Yaşadığınız şehri
sevin ya da sevmeyin siz de o şehri yaşanır kılan insanlardan birisiniz. O şehir
de yer içer, gezer eğlenirsiniz. Kimine
göre toplum, kimine göre sürü olarak adlandırılan insanlarla dolu şehir kalabalığına
ve bu kalabalığın uydurduğu düzene uyuyorsanız yaşadığınız şehri sevenler
sınıfına kendiliğinden dahil olursunuz. Ki bu dahil oluş, benimsenme, kabul
görme ve sevilme ihtiyacı duyan insan türü için nefes alıp vermek kadar gerekli
bir o kadar da vazgeçilmezdir.
Şehrinize kuş bakışı bakın… Şehrinizde ne
görüyorsunuz? Camiler, alışveriş merkezleri ve bu ikisinin arasına sıkışıp
kalmış tiyatro binaları, sergi salonları kültür merkezleri ve tabi ki şehrinizin
tarihi geçmişi… Yaşadığımız hız çağında koşuşturmaca arasında araya sıkışıp
kalanları fark etmek için zamanınız ve haliniz kalmaz. Bu süreç hızla yayılan
güçlü bir grip mikrobu gibi herkese sirayet eder ve toplumsal bir hal alır. İlk
önce kimin bu salgın hastalığı başlattığını bulmak isteği duyabilirsiniz,
çabalayabilirsiniz fakat bunun zorlu bir uğraş olduğunu görüp kaldığınız yere
dönersiniz. Kendinizi bu uğraşı bırakmak zorunda oluşunuzla ilgili kandırmanız
için ise fazla bir şeye gerek yoktur; elinizin altındaki binlerce sebepten en
belirgin olanlarını seçersiniz; yoğunluk, koşturmaca, zamansızlık gibi…
İşte
ben süreçte Jose Saramago’nun “Mağara’sına” denk geldim. Jose Saramago da “Mağara” eserinde bu durumu ele alıyor. Yaşadığımız
kentlere dolayısıyla dünyaya yayılan dev alışveriş yaşam merkezlerinin
yarattığı yozlaştırıcı değişiklikleri sorgulayan ironik üslubuyla “Mağara’yı modern
hapishaneye benzeterek anlatıyor. En dokunaklı en düşündürücü olan ise bu
değişim sırasında el emeğiyle yaptığı çömlekleri artık satamayan çömlekçi ve
ailesinin yaşadıklarının anlatıldığı bölümler görmeyen gözleri ve duymayan
kulakları ve düşünmeyen beyinleri düşünmeye fark etmeye davet ediyor.

[Nesne nokta etiketleri]
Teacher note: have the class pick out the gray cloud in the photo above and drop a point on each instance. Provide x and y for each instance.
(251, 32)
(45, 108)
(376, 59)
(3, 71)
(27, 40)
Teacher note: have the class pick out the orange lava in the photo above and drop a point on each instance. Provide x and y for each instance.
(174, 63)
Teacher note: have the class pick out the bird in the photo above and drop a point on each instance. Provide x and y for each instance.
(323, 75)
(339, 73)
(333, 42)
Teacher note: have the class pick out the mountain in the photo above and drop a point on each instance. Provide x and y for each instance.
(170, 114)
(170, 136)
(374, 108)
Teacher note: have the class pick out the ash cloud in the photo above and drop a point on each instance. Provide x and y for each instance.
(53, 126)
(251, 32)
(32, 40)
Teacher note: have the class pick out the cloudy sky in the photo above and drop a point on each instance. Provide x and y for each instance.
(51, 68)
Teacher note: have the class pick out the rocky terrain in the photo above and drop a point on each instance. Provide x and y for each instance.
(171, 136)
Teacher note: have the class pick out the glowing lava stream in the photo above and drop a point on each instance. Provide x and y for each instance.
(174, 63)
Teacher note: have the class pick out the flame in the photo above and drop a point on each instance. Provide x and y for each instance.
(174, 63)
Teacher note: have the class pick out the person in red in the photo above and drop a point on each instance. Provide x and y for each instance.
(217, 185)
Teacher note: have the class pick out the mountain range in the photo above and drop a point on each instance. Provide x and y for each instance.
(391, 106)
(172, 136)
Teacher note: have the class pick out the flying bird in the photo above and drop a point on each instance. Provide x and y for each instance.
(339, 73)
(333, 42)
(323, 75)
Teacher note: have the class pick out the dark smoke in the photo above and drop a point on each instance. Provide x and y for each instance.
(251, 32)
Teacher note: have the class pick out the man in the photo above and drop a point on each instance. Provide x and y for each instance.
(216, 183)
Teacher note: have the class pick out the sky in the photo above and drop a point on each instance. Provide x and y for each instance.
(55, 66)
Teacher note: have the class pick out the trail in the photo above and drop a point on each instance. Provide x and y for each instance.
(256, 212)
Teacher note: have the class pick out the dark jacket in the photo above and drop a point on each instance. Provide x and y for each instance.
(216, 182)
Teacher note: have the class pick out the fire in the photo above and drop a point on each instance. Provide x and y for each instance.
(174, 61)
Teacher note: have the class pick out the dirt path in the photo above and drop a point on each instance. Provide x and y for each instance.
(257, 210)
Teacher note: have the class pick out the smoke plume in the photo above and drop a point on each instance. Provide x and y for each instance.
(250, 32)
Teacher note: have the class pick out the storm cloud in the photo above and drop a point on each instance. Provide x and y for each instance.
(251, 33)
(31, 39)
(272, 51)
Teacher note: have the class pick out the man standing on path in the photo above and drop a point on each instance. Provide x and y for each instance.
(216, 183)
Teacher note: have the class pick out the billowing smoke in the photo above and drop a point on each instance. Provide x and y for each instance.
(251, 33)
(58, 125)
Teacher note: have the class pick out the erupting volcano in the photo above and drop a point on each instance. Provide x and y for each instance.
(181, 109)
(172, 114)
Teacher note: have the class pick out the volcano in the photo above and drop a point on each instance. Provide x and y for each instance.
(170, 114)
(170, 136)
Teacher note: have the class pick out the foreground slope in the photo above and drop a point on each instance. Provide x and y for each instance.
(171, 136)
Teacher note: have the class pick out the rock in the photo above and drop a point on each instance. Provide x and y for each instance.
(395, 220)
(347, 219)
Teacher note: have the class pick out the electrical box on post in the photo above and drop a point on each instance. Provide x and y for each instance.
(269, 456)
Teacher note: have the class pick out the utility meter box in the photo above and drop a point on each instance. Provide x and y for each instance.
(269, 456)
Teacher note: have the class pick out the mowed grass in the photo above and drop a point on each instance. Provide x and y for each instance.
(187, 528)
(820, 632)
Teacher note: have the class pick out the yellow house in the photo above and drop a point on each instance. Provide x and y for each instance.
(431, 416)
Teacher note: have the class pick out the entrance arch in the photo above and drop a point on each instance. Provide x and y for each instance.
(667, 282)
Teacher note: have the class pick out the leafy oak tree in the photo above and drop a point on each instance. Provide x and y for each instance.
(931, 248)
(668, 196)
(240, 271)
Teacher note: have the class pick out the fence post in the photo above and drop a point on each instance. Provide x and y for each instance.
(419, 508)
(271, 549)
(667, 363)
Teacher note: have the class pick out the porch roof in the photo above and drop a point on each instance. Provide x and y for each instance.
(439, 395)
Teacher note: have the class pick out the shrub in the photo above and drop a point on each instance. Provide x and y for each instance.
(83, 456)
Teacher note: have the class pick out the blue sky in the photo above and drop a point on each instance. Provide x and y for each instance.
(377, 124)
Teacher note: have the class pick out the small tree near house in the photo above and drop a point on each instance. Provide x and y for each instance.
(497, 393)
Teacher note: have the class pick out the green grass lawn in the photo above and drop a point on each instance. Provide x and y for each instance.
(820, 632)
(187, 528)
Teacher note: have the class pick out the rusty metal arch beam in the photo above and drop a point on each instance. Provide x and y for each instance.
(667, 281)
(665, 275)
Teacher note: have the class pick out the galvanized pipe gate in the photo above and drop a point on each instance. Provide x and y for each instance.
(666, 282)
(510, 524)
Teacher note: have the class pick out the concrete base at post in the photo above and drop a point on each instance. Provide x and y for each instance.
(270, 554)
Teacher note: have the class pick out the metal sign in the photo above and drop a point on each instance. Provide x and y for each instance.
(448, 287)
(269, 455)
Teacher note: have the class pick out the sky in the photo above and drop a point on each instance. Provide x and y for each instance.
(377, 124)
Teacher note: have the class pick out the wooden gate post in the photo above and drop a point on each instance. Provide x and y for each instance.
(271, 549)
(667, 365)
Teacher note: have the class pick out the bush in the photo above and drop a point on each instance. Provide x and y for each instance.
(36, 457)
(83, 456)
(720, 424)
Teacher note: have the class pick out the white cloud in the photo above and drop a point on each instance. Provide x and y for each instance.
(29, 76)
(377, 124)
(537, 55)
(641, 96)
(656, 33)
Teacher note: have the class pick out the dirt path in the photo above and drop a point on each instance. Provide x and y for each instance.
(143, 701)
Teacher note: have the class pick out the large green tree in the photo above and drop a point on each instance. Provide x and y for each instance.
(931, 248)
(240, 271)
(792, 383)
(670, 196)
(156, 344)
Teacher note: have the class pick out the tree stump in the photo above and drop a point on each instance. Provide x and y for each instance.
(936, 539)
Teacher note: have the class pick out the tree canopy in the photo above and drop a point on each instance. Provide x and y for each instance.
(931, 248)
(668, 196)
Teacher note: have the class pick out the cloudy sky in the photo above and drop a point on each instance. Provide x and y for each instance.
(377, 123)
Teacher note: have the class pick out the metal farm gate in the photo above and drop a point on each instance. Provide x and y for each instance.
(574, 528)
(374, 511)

Problem Tanımı A:
Kayıtlardan "mountain" dizesini içeren satırların tamamını ayıklayın.
Problem Tanımı B:
Şehir hayatı ve Saramago'nun "Mağara" eseri üzerine olan metni, son cümlesinden sonra gelecek kısımla sürdürün.

Görev Yanıtı A:
Teacher note: have the class pick out the mountain in the photo above and drop a point on each instance. Provide x and y for each instance.
Teacher note: have the class pick out the mountain range in the photo above and drop a point on each instance. Provide x and y for each instance.

Görev Yanıtı B:
Saramago’nun bu davetiyle ben, hızlı değişimin
yarattığı zorluklarıyla ve tüketim çılgınlığıyla yüzleşmenin yanı sıra alışverişin
ihtiyacımız olmayan şeyleri almaya da bizi ittişiyle ve bizleri olmadığımız
kişiler olmaya zorlayışıyla da yüzleştim. Bir dergi de modelin üstünde
gördüğümüz kıyafeti alarak “ o model gibi olma çabası içine girdiğimizi”, yani alışverişin aslında var olmayan ütopik
kimliklerin edinildiği bir aktiviteden ibaret olduğunu büyük bir
hüzünle fark ettim.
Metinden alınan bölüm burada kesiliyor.